WHAT TO DO:
Gather every line of the listing below that contains the word "nose", copying each line in full. Treat uppercase and lowercase letters as different.

RAW RECORDS:
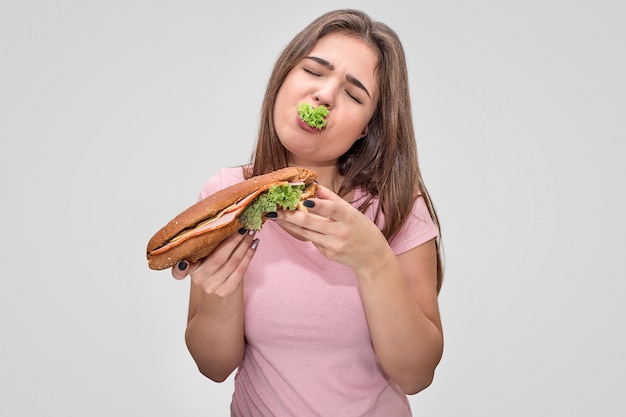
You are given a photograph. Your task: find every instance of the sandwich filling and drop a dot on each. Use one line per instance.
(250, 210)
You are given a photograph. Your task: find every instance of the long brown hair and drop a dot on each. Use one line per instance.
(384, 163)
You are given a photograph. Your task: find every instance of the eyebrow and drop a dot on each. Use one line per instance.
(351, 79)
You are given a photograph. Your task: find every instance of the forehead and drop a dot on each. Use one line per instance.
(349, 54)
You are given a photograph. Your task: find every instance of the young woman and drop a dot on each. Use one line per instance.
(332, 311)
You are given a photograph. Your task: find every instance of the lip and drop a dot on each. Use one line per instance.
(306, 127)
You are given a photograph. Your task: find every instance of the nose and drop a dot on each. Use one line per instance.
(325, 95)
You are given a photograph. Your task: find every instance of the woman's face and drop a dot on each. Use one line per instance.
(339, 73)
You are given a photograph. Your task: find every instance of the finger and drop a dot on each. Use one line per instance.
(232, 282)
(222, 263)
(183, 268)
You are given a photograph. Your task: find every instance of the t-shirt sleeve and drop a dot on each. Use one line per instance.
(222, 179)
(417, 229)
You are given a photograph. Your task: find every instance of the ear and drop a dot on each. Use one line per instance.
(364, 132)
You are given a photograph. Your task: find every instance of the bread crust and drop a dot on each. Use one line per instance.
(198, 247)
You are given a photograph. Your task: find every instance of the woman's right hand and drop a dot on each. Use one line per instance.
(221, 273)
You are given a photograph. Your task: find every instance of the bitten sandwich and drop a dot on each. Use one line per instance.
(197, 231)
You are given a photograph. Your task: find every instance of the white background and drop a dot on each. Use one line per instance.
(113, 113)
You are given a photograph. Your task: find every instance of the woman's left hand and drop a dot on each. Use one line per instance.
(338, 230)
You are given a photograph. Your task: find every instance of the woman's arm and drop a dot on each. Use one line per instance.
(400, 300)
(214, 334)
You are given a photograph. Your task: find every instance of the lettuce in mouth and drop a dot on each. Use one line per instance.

...

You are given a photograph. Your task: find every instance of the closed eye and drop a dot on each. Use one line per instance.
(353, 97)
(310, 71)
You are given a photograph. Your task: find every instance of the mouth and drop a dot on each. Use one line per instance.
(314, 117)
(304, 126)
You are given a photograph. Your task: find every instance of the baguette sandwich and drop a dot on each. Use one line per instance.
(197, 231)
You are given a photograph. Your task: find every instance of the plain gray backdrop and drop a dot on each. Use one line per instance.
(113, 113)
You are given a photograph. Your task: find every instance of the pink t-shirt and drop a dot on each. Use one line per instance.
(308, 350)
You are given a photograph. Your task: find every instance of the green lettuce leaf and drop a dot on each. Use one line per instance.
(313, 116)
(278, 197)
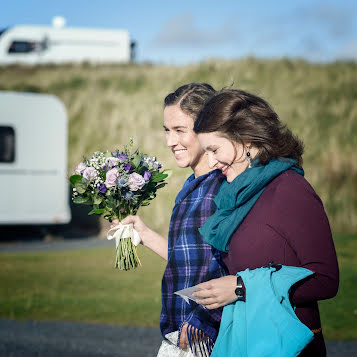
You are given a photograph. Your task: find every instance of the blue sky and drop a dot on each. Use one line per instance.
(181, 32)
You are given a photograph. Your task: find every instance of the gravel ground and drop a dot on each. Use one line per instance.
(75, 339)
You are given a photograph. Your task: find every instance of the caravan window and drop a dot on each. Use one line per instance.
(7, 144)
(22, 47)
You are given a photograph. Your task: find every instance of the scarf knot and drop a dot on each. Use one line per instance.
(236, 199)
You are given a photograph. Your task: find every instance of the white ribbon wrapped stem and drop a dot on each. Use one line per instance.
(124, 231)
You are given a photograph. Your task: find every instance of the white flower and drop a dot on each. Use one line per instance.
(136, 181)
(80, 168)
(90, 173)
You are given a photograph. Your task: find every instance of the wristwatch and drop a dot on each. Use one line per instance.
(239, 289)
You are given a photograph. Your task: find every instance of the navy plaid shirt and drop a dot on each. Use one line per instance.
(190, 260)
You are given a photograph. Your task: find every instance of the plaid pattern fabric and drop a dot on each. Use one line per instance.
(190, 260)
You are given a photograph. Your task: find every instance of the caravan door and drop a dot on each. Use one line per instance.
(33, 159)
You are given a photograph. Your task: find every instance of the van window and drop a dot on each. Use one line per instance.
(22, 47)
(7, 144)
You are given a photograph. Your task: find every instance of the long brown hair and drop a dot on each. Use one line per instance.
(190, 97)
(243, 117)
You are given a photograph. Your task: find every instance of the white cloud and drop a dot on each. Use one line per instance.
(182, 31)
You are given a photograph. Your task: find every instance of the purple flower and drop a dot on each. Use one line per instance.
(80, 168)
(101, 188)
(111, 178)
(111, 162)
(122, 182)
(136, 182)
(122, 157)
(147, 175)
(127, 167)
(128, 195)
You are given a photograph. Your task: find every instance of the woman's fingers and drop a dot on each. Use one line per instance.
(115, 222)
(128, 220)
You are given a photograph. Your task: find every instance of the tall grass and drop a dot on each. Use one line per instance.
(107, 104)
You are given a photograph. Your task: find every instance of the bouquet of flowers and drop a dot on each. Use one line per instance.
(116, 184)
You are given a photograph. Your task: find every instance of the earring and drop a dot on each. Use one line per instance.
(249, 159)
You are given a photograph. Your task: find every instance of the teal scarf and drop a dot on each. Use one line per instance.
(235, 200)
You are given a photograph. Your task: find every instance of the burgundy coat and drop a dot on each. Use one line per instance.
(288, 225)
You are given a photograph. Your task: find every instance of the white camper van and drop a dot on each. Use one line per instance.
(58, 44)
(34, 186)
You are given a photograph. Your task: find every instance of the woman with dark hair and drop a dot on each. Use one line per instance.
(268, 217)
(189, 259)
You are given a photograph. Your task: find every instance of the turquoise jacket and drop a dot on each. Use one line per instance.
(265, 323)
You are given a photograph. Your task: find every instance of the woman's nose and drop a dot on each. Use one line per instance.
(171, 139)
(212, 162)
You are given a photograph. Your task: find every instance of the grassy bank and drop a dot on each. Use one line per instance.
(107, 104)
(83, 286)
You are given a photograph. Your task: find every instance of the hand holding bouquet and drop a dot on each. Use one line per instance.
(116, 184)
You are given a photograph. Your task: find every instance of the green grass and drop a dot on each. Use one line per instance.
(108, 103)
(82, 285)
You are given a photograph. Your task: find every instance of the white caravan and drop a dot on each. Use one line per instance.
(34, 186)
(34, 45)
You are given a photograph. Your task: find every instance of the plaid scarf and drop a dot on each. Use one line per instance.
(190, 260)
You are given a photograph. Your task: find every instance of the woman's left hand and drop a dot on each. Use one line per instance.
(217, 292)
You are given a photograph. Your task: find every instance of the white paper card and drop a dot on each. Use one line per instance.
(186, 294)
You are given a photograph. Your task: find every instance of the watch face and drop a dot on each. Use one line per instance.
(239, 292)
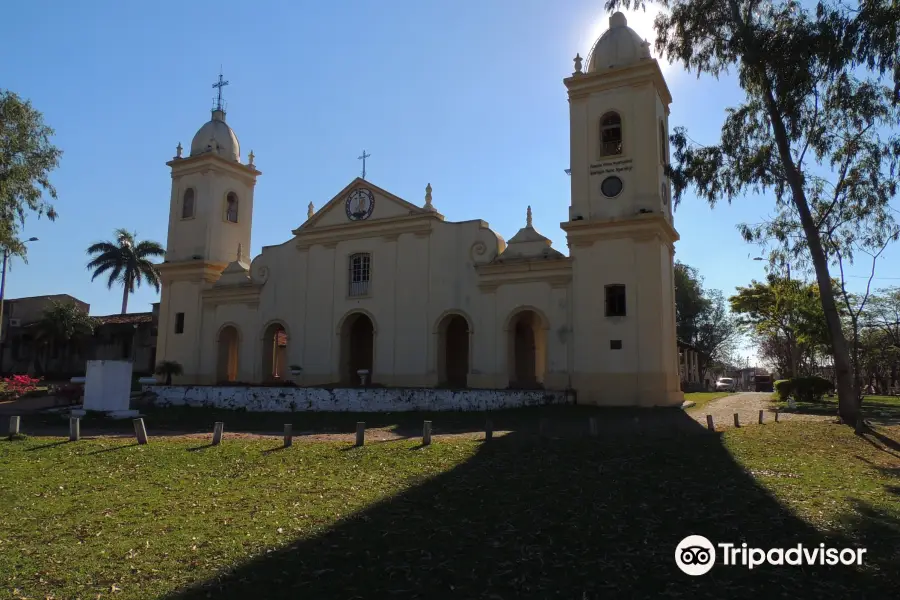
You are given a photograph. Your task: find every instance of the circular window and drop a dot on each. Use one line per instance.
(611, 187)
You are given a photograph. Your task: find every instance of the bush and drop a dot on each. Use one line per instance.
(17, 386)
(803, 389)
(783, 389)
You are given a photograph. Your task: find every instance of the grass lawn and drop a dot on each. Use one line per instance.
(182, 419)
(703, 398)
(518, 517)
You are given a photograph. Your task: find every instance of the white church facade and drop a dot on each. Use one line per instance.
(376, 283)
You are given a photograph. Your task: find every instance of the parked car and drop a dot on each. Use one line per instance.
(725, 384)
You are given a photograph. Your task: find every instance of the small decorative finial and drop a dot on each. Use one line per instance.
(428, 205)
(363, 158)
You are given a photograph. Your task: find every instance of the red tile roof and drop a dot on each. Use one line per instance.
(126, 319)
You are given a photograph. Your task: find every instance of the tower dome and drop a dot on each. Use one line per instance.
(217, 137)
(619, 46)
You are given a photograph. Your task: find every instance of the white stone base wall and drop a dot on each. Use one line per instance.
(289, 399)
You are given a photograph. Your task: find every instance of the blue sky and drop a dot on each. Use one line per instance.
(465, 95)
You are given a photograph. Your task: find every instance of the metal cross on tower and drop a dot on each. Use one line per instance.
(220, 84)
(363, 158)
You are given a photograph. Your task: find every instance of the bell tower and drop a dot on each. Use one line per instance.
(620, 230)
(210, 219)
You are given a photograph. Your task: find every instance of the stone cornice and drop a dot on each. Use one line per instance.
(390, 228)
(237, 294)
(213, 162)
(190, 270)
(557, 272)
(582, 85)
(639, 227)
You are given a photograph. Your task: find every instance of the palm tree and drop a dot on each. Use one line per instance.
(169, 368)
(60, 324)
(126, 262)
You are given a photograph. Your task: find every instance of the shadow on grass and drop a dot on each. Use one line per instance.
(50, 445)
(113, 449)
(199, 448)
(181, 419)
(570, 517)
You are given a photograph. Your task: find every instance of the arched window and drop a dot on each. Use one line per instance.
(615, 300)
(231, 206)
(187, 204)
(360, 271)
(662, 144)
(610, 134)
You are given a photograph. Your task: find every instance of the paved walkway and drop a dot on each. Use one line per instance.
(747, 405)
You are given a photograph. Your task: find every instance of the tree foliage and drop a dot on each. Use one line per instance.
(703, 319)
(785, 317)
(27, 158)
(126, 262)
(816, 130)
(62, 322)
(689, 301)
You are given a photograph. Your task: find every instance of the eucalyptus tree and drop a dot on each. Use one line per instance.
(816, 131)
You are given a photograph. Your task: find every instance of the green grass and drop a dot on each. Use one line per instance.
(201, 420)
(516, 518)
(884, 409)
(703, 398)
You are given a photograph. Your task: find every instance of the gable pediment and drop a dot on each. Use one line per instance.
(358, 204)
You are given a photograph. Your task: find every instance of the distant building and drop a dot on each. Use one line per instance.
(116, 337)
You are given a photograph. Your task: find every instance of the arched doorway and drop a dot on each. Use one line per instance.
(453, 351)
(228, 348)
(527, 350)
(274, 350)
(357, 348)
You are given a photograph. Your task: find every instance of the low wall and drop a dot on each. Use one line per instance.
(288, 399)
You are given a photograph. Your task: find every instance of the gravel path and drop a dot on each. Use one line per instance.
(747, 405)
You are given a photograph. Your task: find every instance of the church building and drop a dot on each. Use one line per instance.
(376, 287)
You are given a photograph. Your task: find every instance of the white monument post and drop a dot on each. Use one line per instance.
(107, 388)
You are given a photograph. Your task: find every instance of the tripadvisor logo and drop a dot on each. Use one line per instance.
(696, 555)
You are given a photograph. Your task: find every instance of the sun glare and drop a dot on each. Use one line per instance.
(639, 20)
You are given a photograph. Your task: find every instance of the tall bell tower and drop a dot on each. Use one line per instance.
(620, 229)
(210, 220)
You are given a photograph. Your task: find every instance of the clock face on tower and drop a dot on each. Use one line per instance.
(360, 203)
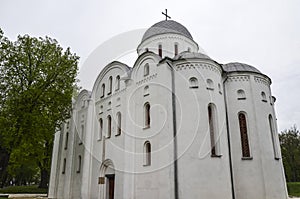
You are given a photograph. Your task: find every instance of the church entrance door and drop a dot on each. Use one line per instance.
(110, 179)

ANSWER TO THIS PROBLEM:
You are given a photograph. Your task: find every instance of the nose and drop a dot on each. Use one line per instance.
You are given a photograph. Your task: find every instance of the woman's nose and drop a dot on each. Use one line per instance.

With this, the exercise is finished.